(Data entries)

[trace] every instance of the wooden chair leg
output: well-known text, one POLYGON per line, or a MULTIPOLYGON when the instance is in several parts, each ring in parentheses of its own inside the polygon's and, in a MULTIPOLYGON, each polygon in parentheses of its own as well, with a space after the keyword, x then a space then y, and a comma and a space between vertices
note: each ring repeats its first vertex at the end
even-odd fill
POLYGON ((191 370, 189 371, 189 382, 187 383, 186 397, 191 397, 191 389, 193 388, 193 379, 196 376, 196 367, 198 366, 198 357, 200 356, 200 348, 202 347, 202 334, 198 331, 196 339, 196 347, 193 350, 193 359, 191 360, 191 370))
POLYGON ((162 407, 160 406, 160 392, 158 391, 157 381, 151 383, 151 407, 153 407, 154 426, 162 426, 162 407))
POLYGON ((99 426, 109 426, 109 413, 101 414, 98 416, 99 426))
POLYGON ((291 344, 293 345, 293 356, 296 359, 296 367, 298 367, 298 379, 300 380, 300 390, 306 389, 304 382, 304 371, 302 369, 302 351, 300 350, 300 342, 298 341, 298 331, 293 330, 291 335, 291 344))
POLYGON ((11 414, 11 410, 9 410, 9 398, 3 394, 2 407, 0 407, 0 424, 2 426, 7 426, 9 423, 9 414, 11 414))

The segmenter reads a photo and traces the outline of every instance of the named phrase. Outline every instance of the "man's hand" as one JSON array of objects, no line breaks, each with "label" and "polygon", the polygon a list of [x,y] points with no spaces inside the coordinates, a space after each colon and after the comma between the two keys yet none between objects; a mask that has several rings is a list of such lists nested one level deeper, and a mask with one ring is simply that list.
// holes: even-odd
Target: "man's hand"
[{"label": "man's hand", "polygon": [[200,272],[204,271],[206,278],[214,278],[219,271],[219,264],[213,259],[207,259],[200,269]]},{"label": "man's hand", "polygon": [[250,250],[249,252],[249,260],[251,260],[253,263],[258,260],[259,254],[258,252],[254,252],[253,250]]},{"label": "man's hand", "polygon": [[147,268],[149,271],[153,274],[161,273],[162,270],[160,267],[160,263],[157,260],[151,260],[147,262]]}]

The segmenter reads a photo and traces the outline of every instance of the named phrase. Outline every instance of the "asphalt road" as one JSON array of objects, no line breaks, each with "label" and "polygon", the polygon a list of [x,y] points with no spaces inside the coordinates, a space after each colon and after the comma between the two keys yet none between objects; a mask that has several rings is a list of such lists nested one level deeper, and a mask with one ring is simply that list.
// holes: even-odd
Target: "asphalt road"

__Goal of the exercise__
Find each line in the listing above that contains the string "Target", and copy those lines out.

__Solved exercise__
Target: "man's hand"
Target: "asphalt road"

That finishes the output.